# conseguir configuracion



## abraham9 (Nov 19, 2007)

Hola a todos¡¡¡¡  

Mi problema es el siguiente:

Estoy elaborando un circuito que requiere de un sumador de 2 bits el 74ls80.
Pero no encuentro su pdf con su configuración en Internet.

si ustedes me pudieran proporcionar los datos de su configuración o donde los puedo conseguir. Se los agradecería mucho. Ya que los ocupo para mi proyecto final de 6 semestre.
y soy estudiante del ceti.

De antemano muchas gracias.


----------



## ciri (Nov 19, 2007)

este puede ser?

http://www.alldatasheet.net/view.jsp?Searchword=74LS80


----------



## elaficionado (Nov 20, 2007)

Hola. 
Busca el 74ls83 que es un sumador de 4bit, él que tú buscas parece que exite.
Suerte.
Chao.
elaficionado.


----------



## heli (Nov 21, 2007)

El SN74*LS*80 no existe. Existe el SN7480, sin LS. Es un cuircuito integrado muy, muy viejo (de cuando yo era joven) y no se fabricó en LS (Low power Schottky) porque fue substituido por otros mas completos, como el SN74LS83 que te recomienda usar *elaficionado*.
SN7480: http://datasheetcatalog.net/es/datasheets_pdf/S/N/7/4/SN7480.shtml
SN74LS83: http://www.alldatasheet.com/view.jsp?sSearchword=SN74LS83


----------



## ciri (Nov 21, 2007)

heli dijo:
			
		

> El SN74*LS*80 no existe. Existe el SN7480, sin LS. Es un cuircuito integrado muy, muy viejo (de cuando yo era joven) y no se fabricó en LS (Low power Schottky) porque fue substituido por otros mas completos, como el SN74LS83 que te recomienda usar *elaficionado*.

============================================================

(Tarea asignada 1) ¿Puedes copiar literalmente el tramo del hilo sobre el 74LS80 que empieza en "Hola a todos¡¡¡¡" y termina en "de 6 semestre."?
(Tarea asignada 2) ¿Cómo seguiría el hilo del foro sobre el sumador 74LS80 después de su última línea? Escribe la continuación.

============================================================

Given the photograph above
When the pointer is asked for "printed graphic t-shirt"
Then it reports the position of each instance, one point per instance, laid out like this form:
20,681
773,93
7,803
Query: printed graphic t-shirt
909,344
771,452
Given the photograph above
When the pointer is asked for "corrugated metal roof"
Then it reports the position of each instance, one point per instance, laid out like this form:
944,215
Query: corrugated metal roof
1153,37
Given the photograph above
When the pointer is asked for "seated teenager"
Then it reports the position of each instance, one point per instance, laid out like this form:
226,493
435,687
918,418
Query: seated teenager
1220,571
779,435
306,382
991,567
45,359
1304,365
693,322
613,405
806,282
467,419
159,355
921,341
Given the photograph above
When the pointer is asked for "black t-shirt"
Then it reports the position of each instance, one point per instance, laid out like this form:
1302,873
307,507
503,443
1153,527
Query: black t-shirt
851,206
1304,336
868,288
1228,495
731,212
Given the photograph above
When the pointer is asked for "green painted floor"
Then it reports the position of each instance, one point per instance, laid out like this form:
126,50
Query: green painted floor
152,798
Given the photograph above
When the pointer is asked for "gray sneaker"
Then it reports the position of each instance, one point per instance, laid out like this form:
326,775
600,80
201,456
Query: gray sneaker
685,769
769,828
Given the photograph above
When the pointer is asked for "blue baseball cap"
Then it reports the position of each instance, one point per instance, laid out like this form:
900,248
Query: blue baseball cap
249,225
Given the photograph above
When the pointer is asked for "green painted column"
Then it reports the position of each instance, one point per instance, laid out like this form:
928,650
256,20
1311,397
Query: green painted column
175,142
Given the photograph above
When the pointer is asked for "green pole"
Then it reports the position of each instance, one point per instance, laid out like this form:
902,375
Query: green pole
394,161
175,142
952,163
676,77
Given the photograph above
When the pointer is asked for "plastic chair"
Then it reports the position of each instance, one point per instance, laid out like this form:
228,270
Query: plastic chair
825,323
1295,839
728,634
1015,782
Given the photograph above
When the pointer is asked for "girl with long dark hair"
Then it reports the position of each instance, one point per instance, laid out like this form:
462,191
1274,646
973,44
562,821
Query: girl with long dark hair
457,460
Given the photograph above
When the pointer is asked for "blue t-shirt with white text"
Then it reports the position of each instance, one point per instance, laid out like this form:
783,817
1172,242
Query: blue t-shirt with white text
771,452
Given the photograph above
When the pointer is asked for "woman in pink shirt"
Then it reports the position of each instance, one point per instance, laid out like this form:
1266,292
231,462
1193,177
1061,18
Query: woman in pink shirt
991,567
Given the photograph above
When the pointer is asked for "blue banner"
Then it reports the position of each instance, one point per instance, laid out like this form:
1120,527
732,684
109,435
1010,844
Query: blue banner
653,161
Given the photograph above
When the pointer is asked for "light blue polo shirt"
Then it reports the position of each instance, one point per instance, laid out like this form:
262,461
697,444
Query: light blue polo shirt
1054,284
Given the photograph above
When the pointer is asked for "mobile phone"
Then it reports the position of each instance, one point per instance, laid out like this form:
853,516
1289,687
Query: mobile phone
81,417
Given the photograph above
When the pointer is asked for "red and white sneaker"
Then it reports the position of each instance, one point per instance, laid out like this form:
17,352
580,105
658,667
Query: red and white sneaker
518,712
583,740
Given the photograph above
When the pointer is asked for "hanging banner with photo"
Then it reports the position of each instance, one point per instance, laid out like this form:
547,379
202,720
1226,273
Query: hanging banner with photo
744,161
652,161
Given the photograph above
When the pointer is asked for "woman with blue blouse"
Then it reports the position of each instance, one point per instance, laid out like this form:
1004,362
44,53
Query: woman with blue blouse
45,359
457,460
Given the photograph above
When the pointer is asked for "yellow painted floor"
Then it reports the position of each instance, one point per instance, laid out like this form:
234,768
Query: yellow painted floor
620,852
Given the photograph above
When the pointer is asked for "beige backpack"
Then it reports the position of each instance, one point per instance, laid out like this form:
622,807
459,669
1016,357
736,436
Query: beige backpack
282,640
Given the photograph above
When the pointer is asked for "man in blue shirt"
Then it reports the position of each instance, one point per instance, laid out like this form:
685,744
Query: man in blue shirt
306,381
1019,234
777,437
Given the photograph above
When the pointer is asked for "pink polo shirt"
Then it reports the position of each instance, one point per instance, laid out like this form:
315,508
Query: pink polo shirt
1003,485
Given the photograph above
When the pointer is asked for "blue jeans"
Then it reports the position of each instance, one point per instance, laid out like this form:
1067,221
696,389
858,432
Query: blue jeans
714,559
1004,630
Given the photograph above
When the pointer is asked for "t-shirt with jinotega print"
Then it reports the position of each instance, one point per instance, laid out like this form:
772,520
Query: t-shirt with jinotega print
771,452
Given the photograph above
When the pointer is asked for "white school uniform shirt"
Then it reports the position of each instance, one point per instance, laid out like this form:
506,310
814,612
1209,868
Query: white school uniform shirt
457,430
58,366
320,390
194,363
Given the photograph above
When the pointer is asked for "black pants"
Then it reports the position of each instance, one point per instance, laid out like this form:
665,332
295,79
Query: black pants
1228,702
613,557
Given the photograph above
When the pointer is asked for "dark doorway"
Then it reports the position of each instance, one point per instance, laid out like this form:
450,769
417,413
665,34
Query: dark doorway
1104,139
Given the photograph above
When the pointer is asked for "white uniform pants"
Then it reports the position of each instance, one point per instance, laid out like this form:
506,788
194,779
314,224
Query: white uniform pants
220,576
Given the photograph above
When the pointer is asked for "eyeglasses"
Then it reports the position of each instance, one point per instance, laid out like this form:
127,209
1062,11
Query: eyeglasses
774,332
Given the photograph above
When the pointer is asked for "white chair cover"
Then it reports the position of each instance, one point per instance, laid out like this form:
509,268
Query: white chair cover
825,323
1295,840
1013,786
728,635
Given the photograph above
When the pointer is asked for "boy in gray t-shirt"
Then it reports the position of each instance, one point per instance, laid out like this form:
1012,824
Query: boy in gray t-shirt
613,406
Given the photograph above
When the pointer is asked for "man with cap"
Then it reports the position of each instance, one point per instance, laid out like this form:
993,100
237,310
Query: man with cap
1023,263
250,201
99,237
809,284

============================================================

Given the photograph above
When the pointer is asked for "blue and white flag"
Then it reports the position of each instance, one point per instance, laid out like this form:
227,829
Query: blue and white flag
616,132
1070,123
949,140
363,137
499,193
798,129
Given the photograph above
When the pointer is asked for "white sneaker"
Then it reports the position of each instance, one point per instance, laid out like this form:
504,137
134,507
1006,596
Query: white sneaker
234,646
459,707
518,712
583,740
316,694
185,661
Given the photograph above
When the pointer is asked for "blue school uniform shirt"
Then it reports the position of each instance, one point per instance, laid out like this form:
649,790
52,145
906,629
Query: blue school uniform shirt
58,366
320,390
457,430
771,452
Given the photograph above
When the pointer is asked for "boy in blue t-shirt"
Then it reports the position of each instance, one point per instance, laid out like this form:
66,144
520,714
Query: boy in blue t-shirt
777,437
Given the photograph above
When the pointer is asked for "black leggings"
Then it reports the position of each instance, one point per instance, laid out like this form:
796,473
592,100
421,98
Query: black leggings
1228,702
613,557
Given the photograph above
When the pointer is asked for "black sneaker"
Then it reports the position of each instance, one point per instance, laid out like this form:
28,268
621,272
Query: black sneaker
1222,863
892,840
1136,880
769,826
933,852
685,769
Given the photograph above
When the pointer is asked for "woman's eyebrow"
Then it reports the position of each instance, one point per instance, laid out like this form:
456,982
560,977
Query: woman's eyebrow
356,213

============================================================

(Respuesta escrita 1)
Hola a todos¡¡¡¡  

Mi problema es el siguiente:

Estoy elaborando un circuito que requiere de un sumador de 2 bits el 74ls80.
Pero no encuentro su pdf con su configuración en Internet.

si ustedes me pudieran proporcionar los datos de su configuración o donde los puedo conseguir. Se los agradecería mucho. Ya que los ocupo para mi proyecto final de 6 semestre.

(Respuesta escrita 2)
> SN7480: http://datasheetcatalog.net/es/datasheets_pdf/S/N/7/4/SN7480.shtml
> SN74LS83: http://www.alldatasheet.com/view.jsp?sSearchword=SN74LS83



Entonces creo que en mi casa, tengo una reliquia, y el lugar que me los vende debe ser de antigüedades...


----------



## heli (Nov 21, 2007)

Probablemente si. Las series *sin* "LS", "S", "HC" (como el SN7480) etc son las primeras que salieeron al mercado. Algunos circuitos de esas series (como el SN7404) se siguen fabricando porque hay demanda, otros (como el SN7480, SN7482) no tienen tanta demanda y muchos fabricantes han dejado de producirlos. Texas Instruments no lo tiene ya en su catálogo.
Estos sumadores se usaban para montar ALUs con puertas lógicas, pero salieron versiones mejoradas como el SN7483, el SN74181 etc que se siguen fabricando. Hoy en dia poca gente monta ALUs con puertas, teniendo micros baratos y rápidos, excepto para enseñanza. 
Por curiosidad mira la el número de série, muchos fabricantes ponen el año y la semana de fabricación: 8903 año 89 semana 03. Casi seguro que sean circuitos de fabricación antigua...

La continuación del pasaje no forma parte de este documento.